##### INFORMATION PROVIDED

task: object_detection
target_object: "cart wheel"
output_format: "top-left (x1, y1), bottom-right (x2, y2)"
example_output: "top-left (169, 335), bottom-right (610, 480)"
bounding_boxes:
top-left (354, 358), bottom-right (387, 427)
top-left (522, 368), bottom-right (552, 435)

##########

Update the lines above so that "cart wheel" reads "wagon wheel" everywhere it appears, and leave the rest as it is.

task: object_detection
target_object: "wagon wheel"
output_format: "top-left (x1, y1), bottom-right (x2, y2)"
example_output: "top-left (169, 335), bottom-right (610, 480)"
bounding_boxes:
top-left (354, 358), bottom-right (387, 427)
top-left (522, 368), bottom-right (552, 435)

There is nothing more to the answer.